[Dataset extracts labeled with boxes]
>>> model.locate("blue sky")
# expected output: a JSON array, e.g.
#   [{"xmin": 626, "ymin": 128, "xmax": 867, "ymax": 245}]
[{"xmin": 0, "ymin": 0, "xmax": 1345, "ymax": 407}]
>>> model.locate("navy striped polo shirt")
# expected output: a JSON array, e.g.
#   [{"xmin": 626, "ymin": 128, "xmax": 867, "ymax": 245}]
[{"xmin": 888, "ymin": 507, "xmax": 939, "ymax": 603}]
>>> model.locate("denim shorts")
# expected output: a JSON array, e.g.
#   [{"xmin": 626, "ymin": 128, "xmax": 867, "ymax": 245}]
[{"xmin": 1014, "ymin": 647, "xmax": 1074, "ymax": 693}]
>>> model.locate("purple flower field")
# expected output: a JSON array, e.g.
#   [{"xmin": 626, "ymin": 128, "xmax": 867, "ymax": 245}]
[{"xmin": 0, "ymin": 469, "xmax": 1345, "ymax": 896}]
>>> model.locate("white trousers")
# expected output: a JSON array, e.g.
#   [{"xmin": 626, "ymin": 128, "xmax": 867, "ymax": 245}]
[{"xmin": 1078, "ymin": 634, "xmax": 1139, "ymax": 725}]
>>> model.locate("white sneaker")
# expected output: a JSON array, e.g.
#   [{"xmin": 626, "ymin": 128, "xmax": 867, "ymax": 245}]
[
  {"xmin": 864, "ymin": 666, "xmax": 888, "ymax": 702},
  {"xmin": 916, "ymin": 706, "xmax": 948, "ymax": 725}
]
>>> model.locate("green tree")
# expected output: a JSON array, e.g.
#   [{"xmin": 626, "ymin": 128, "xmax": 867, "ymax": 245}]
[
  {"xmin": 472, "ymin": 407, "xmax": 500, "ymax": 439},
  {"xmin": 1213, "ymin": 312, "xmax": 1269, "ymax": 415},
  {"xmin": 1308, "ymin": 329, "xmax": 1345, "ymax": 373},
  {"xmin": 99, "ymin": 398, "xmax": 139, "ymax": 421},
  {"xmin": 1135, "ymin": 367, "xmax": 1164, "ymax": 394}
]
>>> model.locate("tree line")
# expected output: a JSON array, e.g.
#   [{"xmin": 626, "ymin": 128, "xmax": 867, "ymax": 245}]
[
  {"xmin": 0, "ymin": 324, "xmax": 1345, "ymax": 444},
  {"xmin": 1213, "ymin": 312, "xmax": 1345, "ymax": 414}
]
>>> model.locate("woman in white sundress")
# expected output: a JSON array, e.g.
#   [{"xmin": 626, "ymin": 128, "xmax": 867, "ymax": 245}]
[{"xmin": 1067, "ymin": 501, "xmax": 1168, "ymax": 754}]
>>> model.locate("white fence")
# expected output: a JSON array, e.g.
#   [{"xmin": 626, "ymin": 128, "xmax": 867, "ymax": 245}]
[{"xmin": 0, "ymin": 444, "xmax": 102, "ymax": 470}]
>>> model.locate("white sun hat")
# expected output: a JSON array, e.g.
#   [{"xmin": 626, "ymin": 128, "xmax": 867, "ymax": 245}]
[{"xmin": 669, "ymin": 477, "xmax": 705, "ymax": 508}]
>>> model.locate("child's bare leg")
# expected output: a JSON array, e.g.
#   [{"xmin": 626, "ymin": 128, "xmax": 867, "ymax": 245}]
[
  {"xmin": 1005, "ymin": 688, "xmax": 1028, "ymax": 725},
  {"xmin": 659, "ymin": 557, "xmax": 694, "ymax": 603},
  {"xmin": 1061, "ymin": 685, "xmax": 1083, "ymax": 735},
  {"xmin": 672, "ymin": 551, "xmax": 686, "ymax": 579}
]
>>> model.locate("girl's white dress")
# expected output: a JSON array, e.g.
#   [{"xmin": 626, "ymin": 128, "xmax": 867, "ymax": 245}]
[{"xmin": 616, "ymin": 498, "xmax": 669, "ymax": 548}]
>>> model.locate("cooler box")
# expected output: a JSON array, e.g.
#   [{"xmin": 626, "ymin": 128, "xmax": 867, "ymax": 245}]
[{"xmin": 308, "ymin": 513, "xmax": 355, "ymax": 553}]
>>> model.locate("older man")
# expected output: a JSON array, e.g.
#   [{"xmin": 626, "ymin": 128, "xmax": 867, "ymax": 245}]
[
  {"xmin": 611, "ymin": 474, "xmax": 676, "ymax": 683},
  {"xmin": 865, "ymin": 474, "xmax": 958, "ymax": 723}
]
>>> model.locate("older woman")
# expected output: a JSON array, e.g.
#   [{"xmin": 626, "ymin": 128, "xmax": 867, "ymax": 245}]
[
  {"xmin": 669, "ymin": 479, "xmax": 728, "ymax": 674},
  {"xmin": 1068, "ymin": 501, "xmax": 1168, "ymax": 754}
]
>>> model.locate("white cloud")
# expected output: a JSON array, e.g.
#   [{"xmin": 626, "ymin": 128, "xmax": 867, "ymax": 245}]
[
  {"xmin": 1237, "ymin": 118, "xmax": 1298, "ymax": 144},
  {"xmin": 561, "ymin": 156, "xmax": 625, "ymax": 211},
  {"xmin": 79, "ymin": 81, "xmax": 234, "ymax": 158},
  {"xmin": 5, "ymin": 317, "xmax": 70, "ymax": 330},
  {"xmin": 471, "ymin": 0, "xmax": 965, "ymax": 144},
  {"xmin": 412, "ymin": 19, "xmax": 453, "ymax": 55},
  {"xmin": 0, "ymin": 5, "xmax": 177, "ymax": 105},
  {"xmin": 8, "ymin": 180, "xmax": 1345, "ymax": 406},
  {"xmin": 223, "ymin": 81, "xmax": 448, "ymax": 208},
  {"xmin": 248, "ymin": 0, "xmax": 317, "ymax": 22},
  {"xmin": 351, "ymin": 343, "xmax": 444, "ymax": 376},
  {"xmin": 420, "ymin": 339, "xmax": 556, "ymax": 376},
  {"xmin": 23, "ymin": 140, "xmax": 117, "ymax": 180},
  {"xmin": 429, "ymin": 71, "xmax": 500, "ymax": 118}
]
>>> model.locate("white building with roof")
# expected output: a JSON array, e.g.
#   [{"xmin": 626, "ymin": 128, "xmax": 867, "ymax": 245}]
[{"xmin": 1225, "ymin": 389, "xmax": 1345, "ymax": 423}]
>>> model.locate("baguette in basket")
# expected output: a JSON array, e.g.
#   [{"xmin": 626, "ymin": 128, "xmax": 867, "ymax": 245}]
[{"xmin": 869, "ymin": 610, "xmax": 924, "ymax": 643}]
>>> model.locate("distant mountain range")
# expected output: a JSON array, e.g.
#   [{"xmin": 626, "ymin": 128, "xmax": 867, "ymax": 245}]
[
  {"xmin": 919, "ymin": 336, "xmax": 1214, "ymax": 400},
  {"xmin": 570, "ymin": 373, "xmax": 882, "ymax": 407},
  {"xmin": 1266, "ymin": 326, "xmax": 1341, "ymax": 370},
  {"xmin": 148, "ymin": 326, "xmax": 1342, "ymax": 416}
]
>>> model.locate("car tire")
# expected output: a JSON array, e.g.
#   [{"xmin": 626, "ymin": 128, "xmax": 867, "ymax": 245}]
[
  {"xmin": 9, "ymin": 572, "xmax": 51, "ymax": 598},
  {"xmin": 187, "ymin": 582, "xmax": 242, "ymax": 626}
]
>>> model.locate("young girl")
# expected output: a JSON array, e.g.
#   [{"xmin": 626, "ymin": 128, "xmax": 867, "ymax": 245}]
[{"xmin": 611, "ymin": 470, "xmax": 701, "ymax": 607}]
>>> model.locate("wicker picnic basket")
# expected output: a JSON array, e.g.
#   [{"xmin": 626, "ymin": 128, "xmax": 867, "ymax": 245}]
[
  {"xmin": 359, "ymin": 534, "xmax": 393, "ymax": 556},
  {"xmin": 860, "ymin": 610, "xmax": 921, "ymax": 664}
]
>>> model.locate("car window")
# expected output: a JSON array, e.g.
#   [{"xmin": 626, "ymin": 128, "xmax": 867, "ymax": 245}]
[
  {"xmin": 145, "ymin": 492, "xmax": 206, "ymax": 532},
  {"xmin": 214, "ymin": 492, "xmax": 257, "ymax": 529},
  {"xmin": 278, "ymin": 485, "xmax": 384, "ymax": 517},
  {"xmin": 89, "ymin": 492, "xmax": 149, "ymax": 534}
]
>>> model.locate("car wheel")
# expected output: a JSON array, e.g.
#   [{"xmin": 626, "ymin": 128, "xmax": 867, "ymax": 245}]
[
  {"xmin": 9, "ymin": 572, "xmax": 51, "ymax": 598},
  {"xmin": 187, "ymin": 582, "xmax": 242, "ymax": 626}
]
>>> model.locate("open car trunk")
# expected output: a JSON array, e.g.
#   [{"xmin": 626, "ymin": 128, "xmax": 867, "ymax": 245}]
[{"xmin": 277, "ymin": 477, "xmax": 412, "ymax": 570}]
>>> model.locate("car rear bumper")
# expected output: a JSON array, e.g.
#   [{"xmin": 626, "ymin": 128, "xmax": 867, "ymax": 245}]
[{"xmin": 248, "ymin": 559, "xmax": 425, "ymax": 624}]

> What you are asked to do:
Please count how many lines in the records above contain the word "girl", and reply with only the number.

> Exercise response:
2